*Written task*.
Please rewrite everything from the start of the items down to the line containing "pixel 323 77", changing "vegetation" to "greenery" and leaving everything else unchanged. Give only those lines, without the pictures.
--
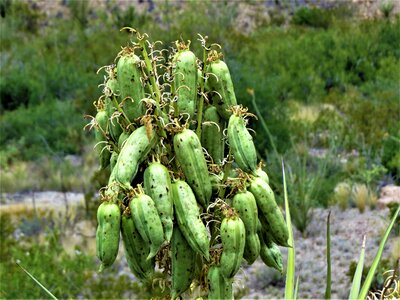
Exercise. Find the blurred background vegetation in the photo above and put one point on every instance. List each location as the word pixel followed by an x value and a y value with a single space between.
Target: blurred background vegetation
pixel 323 77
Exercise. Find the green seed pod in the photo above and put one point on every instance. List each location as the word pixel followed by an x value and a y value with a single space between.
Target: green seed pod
pixel 189 155
pixel 148 223
pixel 233 238
pixel 212 134
pixel 107 233
pixel 220 83
pixel 134 152
pixel 157 184
pixel 183 264
pixel 262 174
pixel 246 206
pixel 216 180
pixel 122 138
pixel 101 140
pixel 269 210
pixel 241 144
pixel 113 160
pixel 130 86
pixel 219 287
pixel 136 250
pixel 185 80
pixel 188 218
pixel 113 124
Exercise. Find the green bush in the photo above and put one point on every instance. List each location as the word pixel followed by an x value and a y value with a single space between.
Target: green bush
pixel 50 128
pixel 311 16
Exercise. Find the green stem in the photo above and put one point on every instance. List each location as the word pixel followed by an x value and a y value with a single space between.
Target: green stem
pixel 328 258
pixel 151 71
pixel 201 102
pixel 227 169
pixel 264 124
pixel 121 110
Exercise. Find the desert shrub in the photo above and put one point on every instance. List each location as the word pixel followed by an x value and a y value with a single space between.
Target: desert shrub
pixel 311 16
pixel 48 128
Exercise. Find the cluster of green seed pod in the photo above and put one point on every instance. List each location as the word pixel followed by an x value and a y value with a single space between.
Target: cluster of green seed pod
pixel 185 189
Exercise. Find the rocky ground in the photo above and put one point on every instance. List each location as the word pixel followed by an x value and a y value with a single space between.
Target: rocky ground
pixel 257 281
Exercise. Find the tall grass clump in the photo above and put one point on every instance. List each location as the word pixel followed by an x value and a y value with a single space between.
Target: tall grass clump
pixel 342 195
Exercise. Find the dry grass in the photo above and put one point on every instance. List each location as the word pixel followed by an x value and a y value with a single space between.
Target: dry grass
pixel 342 195
pixel 360 196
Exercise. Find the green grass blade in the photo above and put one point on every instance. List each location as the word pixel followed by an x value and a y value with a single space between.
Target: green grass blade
pixel 355 286
pixel 37 282
pixel 370 276
pixel 290 270
pixel 328 258
pixel 296 288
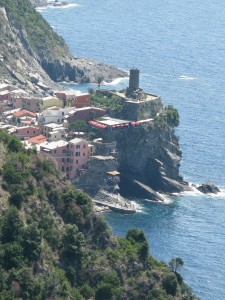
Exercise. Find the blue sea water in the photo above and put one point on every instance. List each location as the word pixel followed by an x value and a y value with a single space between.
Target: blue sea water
pixel 179 47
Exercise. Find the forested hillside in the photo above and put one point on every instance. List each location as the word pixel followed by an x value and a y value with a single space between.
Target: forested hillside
pixel 53 246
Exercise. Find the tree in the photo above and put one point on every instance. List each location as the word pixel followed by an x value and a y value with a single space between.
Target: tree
pixel 12 225
pixel 104 291
pixel 73 243
pixel 31 242
pixel 176 263
pixel 99 81
pixel 170 283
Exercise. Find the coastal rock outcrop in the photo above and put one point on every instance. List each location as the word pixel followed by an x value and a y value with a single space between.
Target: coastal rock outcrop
pixel 208 188
pixel 154 159
pixel 29 45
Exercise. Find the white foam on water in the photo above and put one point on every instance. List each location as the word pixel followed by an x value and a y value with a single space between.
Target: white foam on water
pixel 138 206
pixel 64 6
pixel 116 81
pixel 184 77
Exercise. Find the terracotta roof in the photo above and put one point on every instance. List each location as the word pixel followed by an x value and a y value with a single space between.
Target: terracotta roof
pixel 37 139
pixel 24 112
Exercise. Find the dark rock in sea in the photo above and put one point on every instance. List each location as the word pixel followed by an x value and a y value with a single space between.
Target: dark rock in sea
pixel 208 188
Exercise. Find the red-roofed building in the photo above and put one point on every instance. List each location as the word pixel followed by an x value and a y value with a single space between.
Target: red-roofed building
pixel 69 157
pixel 83 100
pixel 23 133
pixel 37 139
pixel 24 113
pixel 85 114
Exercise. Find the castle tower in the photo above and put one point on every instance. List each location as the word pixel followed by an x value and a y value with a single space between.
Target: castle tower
pixel 134 80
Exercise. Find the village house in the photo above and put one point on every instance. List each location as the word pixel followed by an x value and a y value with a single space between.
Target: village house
pixel 46 129
pixel 50 101
pixel 26 132
pixel 53 115
pixel 74 98
pixel 70 157
pixel 36 140
pixel 24 117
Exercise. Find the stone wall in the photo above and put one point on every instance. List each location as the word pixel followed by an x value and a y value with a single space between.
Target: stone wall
pixel 141 110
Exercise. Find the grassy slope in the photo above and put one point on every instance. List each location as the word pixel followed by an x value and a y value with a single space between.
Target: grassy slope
pixel 54 246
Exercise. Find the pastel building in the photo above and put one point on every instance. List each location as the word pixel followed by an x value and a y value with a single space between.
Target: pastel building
pixel 26 132
pixel 69 157
pixel 74 98
pixel 85 114
pixel 50 101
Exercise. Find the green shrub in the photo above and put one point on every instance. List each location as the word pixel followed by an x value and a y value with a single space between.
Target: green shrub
pixel 170 283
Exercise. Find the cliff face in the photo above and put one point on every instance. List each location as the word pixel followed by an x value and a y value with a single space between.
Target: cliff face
pixel 154 159
pixel 29 45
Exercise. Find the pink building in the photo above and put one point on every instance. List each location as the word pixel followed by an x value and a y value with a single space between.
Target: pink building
pixel 69 157
pixel 26 132
pixel 83 100
pixel 86 114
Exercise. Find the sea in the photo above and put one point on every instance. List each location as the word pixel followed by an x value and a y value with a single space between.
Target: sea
pixel 179 47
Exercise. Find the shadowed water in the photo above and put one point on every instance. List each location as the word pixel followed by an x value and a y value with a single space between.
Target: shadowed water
pixel 179 48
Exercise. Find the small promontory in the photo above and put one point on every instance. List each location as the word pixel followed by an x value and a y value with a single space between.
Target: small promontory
pixel 31 52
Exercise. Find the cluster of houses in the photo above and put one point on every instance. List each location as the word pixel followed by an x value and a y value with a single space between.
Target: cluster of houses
pixel 42 122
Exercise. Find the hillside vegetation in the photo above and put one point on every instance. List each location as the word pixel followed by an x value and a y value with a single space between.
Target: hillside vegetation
pixel 42 38
pixel 53 246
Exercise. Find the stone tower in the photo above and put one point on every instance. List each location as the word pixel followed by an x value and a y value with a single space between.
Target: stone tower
pixel 134 80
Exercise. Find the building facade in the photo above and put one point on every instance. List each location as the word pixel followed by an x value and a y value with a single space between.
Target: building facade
pixel 69 157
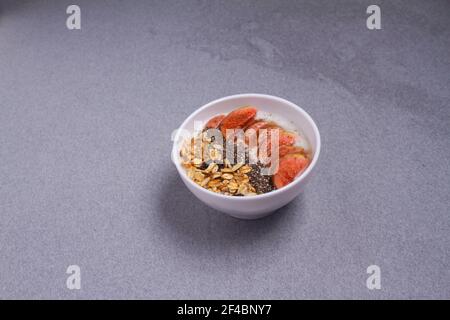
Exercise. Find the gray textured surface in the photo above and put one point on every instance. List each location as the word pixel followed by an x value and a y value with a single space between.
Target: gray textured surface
pixel 85 123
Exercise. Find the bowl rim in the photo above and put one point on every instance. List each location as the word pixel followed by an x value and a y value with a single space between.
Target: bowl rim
pixel 273 193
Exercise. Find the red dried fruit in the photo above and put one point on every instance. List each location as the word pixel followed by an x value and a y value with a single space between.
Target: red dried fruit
pixel 237 119
pixel 214 122
pixel 287 138
pixel 284 150
pixel 289 167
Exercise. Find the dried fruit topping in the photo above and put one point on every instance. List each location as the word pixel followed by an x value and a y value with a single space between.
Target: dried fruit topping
pixel 284 150
pixel 229 167
pixel 262 183
pixel 237 119
pixel 214 122
pixel 287 138
pixel 289 167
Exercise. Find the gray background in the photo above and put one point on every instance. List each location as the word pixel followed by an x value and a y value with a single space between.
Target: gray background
pixel 86 178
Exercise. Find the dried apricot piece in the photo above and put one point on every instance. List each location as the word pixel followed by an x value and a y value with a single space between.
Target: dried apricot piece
pixel 237 119
pixel 289 167
pixel 284 150
pixel 287 138
pixel 214 122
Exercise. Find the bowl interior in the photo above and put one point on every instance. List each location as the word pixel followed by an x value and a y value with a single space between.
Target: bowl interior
pixel 270 104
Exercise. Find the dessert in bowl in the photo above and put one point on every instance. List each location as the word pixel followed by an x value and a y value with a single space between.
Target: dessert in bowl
pixel 246 155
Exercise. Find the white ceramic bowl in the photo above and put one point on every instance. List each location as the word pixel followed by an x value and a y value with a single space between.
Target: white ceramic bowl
pixel 251 207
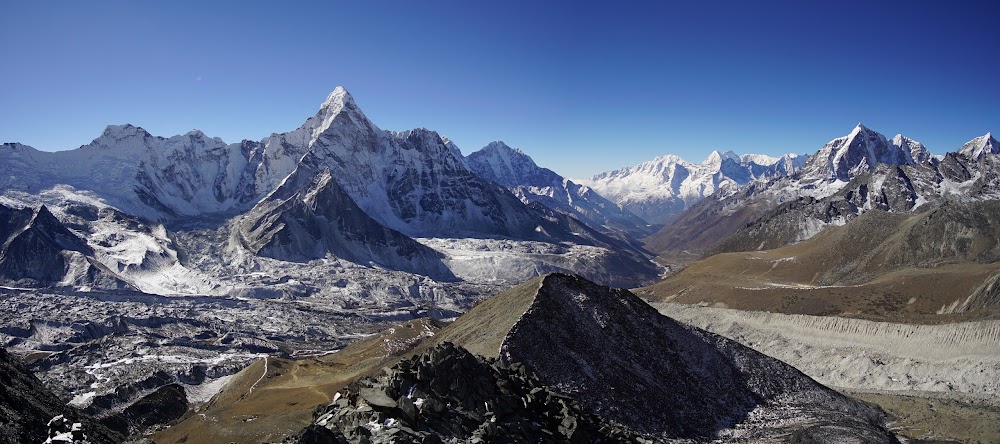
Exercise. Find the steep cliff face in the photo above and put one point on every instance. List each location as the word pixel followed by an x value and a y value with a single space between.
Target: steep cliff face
pixel 670 380
pixel 516 171
pixel 27 407
pixel 307 218
pixel 590 355
pixel 38 250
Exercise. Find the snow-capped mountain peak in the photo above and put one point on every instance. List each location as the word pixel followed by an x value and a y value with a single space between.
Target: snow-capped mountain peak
pixel 510 167
pixel 860 151
pixel 980 146
pixel 716 158
pixel 114 134
pixel 338 104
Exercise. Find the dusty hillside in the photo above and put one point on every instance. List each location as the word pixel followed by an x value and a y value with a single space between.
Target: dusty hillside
pixel 939 382
pixel 274 398
pixel 932 267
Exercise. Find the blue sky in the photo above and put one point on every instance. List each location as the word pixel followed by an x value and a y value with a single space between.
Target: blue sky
pixel 582 86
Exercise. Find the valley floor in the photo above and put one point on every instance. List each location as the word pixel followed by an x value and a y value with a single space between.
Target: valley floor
pixel 940 383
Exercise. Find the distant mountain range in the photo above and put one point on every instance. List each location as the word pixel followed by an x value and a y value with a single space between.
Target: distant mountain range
pixel 337 187
pixel 660 189
pixel 846 177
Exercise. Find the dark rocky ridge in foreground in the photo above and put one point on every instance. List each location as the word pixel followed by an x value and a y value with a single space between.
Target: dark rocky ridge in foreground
pixel 27 406
pixel 619 361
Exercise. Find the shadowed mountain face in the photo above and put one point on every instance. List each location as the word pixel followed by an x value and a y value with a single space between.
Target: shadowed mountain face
pixel 38 250
pixel 27 406
pixel 310 216
pixel 618 358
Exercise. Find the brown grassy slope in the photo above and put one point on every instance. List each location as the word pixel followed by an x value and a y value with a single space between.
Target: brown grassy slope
pixel 281 403
pixel 925 420
pixel 880 266
pixel 282 398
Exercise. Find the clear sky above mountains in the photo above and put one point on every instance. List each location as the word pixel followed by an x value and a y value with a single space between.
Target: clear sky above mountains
pixel 582 87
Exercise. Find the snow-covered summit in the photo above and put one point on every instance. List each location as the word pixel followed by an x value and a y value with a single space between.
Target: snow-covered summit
pixel 980 146
pixel 716 158
pixel 510 167
pixel 659 189
pixel 516 171
pixel 861 151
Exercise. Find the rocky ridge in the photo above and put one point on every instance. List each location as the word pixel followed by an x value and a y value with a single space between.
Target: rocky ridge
pixel 592 352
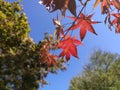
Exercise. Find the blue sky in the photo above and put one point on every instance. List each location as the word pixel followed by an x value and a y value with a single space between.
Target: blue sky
pixel 41 21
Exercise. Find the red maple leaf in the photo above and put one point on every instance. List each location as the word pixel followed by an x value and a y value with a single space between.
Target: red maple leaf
pixel 116 22
pixel 69 46
pixel 84 23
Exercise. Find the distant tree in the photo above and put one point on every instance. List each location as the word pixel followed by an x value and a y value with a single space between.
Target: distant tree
pixel 102 73
pixel 23 63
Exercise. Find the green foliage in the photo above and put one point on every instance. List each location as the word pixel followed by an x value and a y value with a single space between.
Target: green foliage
pixel 21 66
pixel 102 73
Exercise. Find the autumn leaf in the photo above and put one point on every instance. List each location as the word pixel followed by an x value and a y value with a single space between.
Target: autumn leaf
pixel 116 4
pixel 84 23
pixel 96 3
pixel 116 22
pixel 69 47
pixel 45 55
pixel 62 5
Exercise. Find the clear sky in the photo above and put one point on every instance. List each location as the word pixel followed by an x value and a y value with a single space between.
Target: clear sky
pixel 41 21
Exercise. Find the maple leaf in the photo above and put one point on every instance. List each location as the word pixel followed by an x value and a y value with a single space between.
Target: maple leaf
pixel 116 4
pixel 47 3
pixel 46 57
pixel 69 46
pixel 84 23
pixel 116 22
pixel 105 5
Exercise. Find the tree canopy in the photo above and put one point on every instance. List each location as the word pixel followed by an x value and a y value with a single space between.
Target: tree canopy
pixel 102 73
pixel 24 63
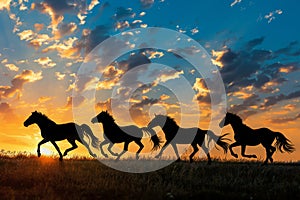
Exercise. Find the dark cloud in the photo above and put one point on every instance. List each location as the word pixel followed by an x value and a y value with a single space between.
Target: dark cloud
pixel 272 100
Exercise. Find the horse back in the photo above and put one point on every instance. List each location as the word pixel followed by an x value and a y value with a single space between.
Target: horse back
pixel 63 131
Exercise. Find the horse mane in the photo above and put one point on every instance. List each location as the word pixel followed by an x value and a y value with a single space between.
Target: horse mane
pixel 45 118
pixel 236 117
pixel 108 116
pixel 170 121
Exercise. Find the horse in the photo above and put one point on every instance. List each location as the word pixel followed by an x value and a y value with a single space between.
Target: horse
pixel 52 132
pixel 193 136
pixel 244 135
pixel 115 134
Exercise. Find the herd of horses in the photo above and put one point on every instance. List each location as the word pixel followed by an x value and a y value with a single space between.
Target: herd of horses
pixel 113 133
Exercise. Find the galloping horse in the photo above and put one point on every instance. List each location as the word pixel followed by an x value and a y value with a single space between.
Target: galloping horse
pixel 244 135
pixel 193 136
pixel 115 134
pixel 52 132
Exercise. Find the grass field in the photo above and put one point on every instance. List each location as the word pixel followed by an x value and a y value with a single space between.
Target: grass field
pixel 29 177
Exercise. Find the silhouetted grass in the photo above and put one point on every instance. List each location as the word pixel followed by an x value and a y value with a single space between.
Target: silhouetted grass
pixel 29 177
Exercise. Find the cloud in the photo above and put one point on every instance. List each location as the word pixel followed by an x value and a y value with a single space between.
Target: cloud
pixel 5 4
pixel 60 76
pixel 7 113
pixel 44 99
pixel 69 48
pixel 122 13
pixel 255 42
pixel 38 27
pixel 26 35
pixel 235 2
pixel 46 62
pixel 12 67
pixel 272 100
pixel 147 3
pixel 96 36
pixel 285 119
pixel 17 83
pixel 74 101
pixel 65 29
pixel 272 15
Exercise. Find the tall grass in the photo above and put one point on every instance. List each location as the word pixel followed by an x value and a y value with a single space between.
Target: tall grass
pixel 29 177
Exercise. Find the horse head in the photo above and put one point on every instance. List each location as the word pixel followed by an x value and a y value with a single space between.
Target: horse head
pixel 158 120
pixel 101 117
pixel 33 118
pixel 229 119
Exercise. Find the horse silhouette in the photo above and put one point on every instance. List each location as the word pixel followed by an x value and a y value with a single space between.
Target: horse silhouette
pixel 115 134
pixel 193 136
pixel 244 135
pixel 52 132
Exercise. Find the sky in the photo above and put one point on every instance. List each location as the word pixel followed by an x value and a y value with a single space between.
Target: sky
pixel 254 45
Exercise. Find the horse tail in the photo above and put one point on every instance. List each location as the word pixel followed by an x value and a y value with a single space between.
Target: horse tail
pixel 89 133
pixel 154 138
pixel 283 144
pixel 219 140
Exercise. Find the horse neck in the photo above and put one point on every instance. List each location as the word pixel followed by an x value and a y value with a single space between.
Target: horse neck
pixel 45 123
pixel 170 128
pixel 109 124
pixel 237 126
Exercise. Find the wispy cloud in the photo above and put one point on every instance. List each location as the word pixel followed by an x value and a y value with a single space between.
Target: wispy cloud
pixel 46 62
pixel 17 83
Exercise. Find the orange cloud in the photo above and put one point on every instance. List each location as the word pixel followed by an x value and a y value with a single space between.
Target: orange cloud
pixel 5 4
pixel 12 67
pixel 46 62
pixel 38 27
pixel 27 76
pixel 217 55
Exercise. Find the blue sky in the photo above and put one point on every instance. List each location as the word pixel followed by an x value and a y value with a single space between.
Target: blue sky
pixel 254 44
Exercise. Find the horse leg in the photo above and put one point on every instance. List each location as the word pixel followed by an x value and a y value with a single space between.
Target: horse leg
pixel 39 146
pixel 138 142
pixel 58 150
pixel 243 149
pixel 267 155
pixel 272 150
pixel 162 150
pixel 74 146
pixel 235 144
pixel 101 148
pixel 124 150
pixel 195 150
pixel 110 151
pixel 87 146
pixel 205 149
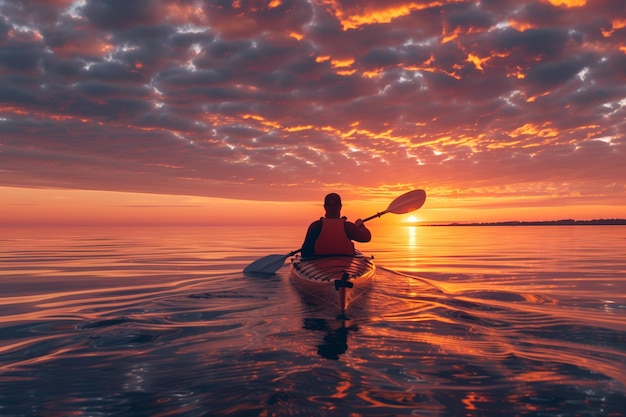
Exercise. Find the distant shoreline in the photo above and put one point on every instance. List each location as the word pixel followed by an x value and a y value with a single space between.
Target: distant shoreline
pixel 566 222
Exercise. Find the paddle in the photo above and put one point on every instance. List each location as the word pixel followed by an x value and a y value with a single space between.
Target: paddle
pixel 406 203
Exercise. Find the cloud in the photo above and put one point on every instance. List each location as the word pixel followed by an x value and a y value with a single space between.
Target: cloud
pixel 278 100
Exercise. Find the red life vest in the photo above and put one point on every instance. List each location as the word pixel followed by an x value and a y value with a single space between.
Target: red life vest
pixel 333 239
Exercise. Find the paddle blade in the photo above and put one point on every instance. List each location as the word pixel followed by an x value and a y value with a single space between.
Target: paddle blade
pixel 266 265
pixel 407 202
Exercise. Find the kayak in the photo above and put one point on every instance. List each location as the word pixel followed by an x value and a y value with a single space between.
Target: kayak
pixel 337 280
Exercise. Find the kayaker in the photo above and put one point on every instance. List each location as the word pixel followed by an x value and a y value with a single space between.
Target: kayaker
pixel 333 234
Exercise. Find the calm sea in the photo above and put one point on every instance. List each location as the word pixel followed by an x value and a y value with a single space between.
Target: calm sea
pixel 462 321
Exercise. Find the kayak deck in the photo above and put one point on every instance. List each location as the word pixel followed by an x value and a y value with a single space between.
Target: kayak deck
pixel 337 280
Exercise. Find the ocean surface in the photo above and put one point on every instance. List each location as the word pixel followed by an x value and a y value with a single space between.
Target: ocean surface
pixel 461 321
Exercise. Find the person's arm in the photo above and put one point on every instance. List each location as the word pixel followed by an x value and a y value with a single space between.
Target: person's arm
pixel 358 232
pixel 313 232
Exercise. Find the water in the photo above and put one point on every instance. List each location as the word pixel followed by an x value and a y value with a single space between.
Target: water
pixel 462 321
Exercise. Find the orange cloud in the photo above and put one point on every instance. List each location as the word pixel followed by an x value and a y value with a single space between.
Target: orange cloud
pixel 568 3
pixel 351 19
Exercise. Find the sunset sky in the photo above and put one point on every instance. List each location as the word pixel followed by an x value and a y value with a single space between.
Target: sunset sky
pixel 249 112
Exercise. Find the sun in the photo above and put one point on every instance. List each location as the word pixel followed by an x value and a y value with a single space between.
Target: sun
pixel 412 220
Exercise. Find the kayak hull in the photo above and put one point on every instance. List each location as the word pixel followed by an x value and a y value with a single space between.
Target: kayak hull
pixel 336 280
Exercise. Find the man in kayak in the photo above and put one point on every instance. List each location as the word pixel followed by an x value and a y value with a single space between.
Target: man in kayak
pixel 333 234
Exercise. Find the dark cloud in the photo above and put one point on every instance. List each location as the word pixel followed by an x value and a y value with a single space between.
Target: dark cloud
pixel 241 99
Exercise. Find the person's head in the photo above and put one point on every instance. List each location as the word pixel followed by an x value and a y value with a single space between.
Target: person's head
pixel 332 205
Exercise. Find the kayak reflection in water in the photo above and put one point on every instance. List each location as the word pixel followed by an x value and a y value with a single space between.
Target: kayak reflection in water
pixel 333 234
pixel 335 341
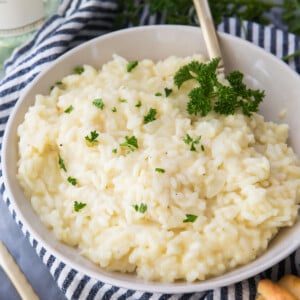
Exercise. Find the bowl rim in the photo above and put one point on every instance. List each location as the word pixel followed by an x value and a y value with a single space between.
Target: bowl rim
pixel 153 287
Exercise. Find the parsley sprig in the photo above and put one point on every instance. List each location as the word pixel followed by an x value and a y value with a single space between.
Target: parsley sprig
pixel 192 142
pixel 150 116
pixel 92 138
pixel 131 143
pixel 211 94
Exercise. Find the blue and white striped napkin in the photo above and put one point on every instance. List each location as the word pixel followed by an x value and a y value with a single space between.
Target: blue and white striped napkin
pixel 76 22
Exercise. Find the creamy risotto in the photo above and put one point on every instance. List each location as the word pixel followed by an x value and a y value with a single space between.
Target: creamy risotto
pixel 113 163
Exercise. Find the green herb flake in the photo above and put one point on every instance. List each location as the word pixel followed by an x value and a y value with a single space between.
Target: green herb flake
pixel 139 104
pixel 142 208
pixel 168 92
pixel 78 70
pixel 68 109
pixel 190 218
pixel 79 206
pixel 131 143
pixel 211 94
pixel 192 142
pixel 130 66
pixel 98 102
pixel 92 138
pixel 72 180
pixel 57 83
pixel 151 116
pixel 160 170
pixel 61 163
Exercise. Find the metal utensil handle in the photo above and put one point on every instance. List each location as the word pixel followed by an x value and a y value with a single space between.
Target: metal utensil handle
pixel 208 30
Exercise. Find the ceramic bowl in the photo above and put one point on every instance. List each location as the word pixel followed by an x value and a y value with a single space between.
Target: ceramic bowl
pixel 262 70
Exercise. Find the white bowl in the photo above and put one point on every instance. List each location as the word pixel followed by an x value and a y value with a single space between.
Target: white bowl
pixel 262 70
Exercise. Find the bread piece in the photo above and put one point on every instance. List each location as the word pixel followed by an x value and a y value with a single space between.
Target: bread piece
pixel 292 284
pixel 269 290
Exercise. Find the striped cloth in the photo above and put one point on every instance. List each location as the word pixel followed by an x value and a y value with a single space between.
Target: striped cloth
pixel 76 22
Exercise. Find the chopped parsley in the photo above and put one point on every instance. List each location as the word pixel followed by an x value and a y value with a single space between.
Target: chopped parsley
pixel 142 208
pixel 211 94
pixel 78 70
pixel 192 142
pixel 160 170
pixel 57 83
pixel 131 66
pixel 69 109
pixel 98 102
pixel 139 104
pixel 131 143
pixel 79 206
pixel 61 163
pixel 92 138
pixel 168 92
pixel 151 116
pixel 190 218
pixel 72 180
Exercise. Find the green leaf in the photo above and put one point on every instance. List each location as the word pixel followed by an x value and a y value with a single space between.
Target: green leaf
pixel 151 116
pixel 131 143
pixel 61 163
pixel 92 138
pixel 98 102
pixel 190 218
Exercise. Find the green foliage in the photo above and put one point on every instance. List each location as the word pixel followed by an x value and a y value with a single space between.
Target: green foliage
pixel 182 11
pixel 211 94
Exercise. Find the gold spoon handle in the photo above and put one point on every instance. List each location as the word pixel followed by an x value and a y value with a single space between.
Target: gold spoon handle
pixel 208 30
pixel 16 276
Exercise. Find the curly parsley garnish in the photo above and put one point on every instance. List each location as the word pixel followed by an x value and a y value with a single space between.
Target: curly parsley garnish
pixel 68 109
pixel 72 180
pixel 151 116
pixel 61 163
pixel 92 138
pixel 190 218
pixel 79 206
pixel 168 92
pixel 139 104
pixel 131 143
pixel 98 102
pixel 131 66
pixel 213 95
pixel 142 208
pixel 192 142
--
*Finished exercise*.
Exercise. Find the blurred background greenery in the photo above and put one point on every instance. List each location as the word pixel followed by an x value and a y value with a single space between.
Target: blurred background greenery
pixel 323 77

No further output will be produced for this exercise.